EXCERPTED PASSAGE —
Then for every call to fetch(), Cache could first check to see
if fresh data was already available locally before going out to the
server to download the feed again.

Listing 5 shows the version of Cache with a download throttle, in
the form of a timeToLiveSeconds parameter. Items already in the
cache will be reused until they are older than
timeToLiveSeconds. The default value for timeToLiveSeconds
means that any given feed will not be checked more often than every
five minutes.

Listing 5

#!/usr/bin/env python
"""The first version of Cache
"""

import time
import unittest
import feedparser

class Cache:
    def __init__(self, storage, timeToLiveSeconds=300):
        self.storage = storage
        self.time_to_live = timeToLiveSeconds
        return

    def fetch(self, url):
        now = time.time()
        cached_time, cached_content = self.storage.get(url, (None, None))

        # Does the storage contain a version of the data
        # which is older than the time-to-live?
        if cached_time is not None:
            age = now - cached_time
            if age <= self.time_to_live:
                return cached_content

        parsed_data = feedparser.parse(url)
        self.storage[url] = (now, parsed_data)
        return parsed_data

class CacheTest(unittest.TestCase):

    def testFetch(self):
        c = Cache({})
        parsed_feed = c.fetch('http://feeds.feedburner.com/FeedcacheReleases')

OBJECTIVE A — In the caching excerpt, why will a given feed not be checked more often than every five minutes under the default setting?
OBJECTIVE B — In the caching excerpt, which parameter acts as the download throttle in Listing 5?
OBJECTIVE C — Print the stretch of the caching excerpt from "import time" through "now = time.time()".

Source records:

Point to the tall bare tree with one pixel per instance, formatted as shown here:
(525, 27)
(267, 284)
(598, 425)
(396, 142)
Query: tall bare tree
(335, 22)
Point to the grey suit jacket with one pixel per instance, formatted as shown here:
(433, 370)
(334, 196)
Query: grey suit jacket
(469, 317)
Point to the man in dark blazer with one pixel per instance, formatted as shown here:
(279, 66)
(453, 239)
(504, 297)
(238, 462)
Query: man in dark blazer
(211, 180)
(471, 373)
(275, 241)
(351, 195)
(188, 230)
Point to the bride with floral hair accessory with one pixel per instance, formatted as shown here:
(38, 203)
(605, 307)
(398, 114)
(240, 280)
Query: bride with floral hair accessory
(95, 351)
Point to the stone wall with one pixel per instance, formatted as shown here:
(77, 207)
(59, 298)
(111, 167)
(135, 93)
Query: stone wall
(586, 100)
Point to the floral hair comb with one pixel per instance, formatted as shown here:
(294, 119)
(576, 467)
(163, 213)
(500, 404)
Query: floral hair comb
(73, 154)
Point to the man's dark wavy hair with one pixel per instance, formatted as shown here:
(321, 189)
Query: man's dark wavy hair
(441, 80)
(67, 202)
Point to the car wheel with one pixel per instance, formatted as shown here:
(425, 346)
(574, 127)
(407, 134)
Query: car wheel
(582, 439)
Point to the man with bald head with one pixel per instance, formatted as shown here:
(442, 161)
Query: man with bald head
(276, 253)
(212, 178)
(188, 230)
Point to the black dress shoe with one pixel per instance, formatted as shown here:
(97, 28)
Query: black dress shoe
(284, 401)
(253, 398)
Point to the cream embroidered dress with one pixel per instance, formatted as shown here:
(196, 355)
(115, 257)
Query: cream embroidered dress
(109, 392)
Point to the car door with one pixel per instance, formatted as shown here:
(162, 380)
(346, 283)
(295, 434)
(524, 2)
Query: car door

...

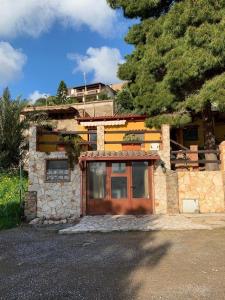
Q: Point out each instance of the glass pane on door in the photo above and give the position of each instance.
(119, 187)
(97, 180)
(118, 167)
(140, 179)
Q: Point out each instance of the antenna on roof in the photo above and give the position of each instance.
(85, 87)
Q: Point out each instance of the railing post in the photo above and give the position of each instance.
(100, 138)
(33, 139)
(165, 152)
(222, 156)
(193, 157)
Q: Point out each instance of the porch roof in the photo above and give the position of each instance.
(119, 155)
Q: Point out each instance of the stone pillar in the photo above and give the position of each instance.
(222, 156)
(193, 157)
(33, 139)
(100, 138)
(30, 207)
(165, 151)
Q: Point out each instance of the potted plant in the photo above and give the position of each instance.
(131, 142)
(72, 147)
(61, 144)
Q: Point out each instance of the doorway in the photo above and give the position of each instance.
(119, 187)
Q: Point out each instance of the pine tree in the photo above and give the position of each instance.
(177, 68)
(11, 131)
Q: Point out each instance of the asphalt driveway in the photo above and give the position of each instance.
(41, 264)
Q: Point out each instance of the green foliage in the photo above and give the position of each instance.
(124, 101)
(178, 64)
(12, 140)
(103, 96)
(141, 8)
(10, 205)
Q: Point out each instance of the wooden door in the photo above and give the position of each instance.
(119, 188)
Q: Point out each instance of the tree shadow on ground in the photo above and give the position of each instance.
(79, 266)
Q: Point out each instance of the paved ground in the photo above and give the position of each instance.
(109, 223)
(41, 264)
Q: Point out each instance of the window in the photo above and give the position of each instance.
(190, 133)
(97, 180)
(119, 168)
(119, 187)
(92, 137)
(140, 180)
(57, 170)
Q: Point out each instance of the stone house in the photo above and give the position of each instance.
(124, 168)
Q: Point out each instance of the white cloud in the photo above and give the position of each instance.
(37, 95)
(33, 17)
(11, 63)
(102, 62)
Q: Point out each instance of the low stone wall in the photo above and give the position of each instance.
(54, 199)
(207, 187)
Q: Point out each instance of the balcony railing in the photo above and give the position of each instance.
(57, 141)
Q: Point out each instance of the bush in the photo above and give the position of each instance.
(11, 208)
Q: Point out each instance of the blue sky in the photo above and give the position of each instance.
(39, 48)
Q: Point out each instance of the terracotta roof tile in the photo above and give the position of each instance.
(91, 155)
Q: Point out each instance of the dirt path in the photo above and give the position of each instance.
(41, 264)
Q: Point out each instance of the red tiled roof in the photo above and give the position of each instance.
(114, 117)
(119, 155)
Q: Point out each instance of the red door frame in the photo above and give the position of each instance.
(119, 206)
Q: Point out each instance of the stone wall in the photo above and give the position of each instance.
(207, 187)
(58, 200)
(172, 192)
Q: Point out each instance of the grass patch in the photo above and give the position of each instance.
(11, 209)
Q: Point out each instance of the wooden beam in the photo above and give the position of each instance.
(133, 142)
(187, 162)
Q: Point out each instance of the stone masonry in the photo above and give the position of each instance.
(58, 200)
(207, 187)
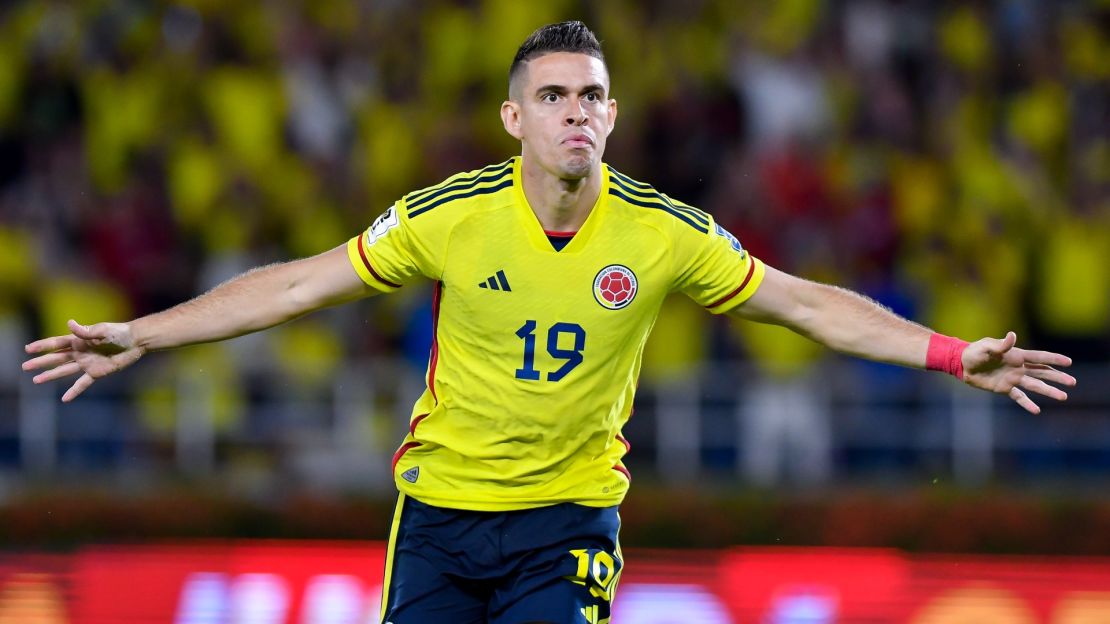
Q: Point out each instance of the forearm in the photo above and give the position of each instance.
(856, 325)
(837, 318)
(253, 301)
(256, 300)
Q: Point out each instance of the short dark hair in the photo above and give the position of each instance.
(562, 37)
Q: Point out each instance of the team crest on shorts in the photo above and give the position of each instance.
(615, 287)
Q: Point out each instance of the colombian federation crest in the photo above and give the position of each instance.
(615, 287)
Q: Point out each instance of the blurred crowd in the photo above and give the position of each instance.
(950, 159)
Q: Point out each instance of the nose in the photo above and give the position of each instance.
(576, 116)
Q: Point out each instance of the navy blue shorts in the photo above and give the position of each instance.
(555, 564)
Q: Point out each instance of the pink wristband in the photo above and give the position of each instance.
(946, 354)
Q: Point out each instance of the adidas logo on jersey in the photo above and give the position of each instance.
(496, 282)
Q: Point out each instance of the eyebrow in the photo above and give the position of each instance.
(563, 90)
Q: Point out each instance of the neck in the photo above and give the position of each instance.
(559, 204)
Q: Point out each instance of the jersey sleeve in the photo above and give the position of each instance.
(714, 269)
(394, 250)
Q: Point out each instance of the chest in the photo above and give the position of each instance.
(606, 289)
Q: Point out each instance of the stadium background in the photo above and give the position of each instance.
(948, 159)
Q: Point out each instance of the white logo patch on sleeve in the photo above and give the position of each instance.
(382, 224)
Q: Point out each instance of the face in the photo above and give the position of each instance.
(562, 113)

EXERCISE ANSWER A — Cached items are reused until they are older than timeToLiveSeconds, and that parameter defaults to 300 seconds. So a feed is downloaded again only after five minutes have passed.

EXERCISE ANSWER B — The timeToLiveSeconds parameter.

EXERCISE ANSWER C —
import time
import unittest
import feedparser

class Cache:
    def __init__(self, storage, timeToLiveSeconds=300):
        self.storage = storage
        self.time_to_live = timeToLiveSeconds
        return

    def fetch(self, url):
        now = time.time()